Starting at the line that contains "Locate the tall tower" and stopping after the line that contains "[0,92,500,128]", format the lines of the items below as a JSON list of strings, one string per line and blank lines omitted. Include no other lines.
## start DATASET RECORDS
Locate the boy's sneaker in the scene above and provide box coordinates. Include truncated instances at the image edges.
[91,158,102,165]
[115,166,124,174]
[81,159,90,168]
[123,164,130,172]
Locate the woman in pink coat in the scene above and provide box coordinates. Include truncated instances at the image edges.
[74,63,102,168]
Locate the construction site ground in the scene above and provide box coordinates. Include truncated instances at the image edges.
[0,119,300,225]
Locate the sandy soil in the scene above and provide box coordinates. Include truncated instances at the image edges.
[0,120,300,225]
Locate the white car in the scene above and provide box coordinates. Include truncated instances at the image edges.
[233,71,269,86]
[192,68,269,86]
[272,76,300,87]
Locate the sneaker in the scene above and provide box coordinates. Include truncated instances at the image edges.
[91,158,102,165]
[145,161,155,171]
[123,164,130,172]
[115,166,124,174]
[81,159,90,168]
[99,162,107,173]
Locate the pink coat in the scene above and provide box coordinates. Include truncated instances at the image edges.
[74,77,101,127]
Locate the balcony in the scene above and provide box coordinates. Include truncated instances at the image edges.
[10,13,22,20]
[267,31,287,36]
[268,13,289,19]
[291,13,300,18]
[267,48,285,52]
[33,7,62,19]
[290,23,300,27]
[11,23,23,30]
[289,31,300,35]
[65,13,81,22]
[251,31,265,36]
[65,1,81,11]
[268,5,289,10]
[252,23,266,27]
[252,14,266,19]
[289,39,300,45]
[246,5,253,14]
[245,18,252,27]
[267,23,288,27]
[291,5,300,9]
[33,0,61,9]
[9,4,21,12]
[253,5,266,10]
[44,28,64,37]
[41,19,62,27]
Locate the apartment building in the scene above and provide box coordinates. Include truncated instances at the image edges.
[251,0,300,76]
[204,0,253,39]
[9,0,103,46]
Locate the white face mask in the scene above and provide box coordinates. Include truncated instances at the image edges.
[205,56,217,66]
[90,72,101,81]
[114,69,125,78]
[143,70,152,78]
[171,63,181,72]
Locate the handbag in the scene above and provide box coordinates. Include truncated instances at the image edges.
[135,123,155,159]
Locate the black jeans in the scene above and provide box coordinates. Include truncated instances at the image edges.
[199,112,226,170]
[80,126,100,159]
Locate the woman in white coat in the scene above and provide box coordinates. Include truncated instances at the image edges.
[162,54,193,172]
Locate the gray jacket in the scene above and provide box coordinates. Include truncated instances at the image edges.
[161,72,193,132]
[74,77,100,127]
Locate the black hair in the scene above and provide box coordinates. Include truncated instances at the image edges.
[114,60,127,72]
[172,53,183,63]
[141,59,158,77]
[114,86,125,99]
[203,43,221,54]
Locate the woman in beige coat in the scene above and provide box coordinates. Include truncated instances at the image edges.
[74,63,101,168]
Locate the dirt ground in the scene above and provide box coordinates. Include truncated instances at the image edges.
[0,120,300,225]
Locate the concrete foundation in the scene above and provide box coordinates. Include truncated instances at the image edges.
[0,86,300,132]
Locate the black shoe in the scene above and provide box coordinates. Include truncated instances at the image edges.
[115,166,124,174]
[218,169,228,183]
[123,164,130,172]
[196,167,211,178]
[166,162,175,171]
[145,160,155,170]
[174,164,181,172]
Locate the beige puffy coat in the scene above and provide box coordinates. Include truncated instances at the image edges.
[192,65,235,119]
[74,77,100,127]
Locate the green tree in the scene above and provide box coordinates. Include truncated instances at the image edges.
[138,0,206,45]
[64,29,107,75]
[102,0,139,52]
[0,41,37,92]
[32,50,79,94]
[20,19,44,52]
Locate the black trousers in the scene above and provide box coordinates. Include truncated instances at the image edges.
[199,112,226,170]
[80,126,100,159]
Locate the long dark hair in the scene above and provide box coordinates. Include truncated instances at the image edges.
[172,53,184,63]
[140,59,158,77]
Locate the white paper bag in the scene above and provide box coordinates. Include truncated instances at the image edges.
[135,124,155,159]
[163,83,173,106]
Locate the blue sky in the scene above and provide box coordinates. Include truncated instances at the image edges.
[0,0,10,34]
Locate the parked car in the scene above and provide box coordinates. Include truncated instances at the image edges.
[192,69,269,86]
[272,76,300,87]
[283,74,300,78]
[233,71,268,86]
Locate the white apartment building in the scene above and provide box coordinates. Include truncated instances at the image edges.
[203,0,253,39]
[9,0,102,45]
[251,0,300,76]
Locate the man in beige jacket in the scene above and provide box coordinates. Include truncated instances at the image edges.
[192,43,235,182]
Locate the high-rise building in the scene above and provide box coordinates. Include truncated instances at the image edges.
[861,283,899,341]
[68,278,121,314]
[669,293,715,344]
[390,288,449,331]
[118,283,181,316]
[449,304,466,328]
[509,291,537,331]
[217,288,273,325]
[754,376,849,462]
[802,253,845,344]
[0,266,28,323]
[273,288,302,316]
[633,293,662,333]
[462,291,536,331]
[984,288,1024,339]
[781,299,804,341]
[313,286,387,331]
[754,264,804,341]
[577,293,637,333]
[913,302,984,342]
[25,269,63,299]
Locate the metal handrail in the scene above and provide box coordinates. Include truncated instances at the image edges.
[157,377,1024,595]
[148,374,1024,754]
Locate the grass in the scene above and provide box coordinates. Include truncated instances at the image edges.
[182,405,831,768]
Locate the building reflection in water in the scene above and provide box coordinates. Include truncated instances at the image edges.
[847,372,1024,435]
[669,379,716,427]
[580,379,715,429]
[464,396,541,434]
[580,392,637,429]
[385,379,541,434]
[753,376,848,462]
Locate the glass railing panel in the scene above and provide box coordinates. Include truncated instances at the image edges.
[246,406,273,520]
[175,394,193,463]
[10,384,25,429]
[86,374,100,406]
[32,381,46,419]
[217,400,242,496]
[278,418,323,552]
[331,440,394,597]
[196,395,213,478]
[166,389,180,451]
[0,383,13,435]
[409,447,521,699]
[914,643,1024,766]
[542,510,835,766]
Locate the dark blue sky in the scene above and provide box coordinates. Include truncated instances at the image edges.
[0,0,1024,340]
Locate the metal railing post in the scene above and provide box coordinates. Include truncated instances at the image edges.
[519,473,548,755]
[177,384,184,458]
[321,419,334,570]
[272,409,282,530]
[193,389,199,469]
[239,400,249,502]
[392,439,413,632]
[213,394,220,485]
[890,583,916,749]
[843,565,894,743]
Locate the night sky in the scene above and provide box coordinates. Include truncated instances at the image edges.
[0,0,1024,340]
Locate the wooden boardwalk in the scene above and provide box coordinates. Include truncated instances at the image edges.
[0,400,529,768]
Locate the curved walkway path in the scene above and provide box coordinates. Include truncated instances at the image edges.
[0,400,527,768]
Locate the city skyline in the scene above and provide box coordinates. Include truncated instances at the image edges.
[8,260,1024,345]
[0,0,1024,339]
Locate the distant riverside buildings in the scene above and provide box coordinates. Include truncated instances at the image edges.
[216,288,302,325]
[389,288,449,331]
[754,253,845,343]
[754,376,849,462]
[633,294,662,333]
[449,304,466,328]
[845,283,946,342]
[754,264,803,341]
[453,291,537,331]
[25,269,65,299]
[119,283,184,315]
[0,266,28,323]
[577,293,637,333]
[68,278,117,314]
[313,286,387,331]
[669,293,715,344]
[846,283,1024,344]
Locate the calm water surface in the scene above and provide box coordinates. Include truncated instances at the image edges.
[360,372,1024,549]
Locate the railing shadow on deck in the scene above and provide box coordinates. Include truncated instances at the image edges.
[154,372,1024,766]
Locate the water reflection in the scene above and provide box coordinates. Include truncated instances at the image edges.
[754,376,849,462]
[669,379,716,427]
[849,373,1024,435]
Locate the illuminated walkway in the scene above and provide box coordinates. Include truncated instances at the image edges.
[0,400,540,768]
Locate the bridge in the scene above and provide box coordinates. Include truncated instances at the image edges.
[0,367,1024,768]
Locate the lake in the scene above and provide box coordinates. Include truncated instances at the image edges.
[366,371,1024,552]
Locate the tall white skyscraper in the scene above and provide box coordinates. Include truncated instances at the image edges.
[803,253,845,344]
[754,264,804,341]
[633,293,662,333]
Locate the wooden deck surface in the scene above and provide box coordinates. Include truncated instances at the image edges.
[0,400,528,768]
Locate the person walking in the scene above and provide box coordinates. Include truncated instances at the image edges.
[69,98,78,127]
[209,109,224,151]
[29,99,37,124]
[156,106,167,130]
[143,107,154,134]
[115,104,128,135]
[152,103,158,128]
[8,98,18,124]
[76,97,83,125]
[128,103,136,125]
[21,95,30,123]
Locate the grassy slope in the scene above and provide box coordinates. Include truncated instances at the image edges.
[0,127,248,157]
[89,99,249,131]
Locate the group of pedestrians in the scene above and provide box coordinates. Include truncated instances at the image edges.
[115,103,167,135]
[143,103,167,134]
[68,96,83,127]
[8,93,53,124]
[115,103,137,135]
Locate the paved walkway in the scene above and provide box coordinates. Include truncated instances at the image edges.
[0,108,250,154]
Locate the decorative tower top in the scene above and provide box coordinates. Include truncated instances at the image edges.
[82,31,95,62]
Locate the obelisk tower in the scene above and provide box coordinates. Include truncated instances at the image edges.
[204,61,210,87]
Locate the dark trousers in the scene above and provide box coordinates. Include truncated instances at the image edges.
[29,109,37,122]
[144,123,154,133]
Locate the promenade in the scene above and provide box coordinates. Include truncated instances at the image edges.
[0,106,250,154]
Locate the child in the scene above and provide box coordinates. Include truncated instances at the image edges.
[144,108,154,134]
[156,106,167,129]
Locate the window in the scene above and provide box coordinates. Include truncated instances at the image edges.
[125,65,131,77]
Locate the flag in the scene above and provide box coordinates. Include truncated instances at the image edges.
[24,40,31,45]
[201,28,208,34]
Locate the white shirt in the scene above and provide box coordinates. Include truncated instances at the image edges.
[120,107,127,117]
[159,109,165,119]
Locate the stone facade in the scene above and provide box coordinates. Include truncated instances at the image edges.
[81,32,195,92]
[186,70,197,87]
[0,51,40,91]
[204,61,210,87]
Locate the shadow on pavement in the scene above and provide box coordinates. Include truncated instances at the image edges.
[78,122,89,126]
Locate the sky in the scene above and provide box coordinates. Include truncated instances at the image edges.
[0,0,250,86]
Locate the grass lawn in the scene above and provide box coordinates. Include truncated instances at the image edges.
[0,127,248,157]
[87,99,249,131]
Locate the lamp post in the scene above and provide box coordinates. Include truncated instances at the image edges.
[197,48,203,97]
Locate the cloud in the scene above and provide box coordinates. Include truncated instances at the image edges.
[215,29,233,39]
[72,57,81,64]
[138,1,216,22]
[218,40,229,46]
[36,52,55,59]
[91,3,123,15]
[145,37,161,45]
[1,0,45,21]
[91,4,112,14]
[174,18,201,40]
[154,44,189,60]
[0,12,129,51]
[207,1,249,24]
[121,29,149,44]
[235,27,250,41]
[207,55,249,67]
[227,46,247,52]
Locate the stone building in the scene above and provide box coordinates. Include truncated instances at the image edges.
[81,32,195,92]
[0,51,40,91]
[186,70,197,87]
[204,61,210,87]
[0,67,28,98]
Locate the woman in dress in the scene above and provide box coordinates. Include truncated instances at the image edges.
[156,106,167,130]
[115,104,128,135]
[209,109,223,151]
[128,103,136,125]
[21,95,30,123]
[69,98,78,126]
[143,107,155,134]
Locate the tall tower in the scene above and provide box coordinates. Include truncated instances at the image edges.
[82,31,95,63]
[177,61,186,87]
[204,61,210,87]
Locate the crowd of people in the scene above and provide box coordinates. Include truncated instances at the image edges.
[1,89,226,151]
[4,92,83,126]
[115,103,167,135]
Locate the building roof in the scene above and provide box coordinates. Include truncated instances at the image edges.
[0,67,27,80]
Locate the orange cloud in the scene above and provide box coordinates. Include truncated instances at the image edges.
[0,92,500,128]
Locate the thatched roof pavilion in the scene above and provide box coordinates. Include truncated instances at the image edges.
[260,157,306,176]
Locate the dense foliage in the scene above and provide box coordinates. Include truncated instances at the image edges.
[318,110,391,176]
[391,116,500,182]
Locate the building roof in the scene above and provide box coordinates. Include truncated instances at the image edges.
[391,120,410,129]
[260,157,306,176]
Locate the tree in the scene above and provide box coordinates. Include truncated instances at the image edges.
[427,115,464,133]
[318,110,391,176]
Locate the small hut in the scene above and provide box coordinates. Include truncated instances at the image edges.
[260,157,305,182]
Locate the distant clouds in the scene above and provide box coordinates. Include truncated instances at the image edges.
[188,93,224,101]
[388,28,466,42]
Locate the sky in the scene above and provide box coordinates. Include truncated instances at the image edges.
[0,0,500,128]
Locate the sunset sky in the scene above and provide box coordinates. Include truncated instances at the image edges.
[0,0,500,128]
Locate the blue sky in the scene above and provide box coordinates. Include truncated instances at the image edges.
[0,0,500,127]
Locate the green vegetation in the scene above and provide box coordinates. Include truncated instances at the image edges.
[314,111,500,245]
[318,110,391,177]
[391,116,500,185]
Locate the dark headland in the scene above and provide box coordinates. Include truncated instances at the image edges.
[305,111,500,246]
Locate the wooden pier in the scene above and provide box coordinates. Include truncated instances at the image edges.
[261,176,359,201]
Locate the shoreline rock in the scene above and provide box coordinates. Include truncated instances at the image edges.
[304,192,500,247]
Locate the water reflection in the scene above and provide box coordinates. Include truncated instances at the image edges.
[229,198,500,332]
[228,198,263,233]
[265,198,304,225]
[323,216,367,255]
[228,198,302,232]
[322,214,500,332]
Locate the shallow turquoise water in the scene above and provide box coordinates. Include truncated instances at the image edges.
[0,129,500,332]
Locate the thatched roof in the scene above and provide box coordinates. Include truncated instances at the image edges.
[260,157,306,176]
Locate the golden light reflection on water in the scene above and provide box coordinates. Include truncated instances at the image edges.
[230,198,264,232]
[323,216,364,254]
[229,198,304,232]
## end DATASET RECORDS
• [ANSWER TO THE PROBLEM]:
[
  "Locate the tall tower in the scene above and provide box coordinates. Include truncated instances at the image edges.",
  "[82,31,95,63]",
  "[177,61,186,87]",
  "[204,61,210,87]",
  "Locate the crowd of people in the scene above and provide box coordinates. Include truncated instances at the image edges.",
  "[1,89,226,151]",
  "[4,92,83,126]",
  "[115,103,167,135]",
  "Locate the building roof in the scene above and provide box coordinates. Include truncated instances at the image edges.",
  "[0,67,27,80]",
  "Locate the orange cloud in the scene above and provide box coordinates. Include truncated instances at the image edges.",
  "[0,92,500,128]"
]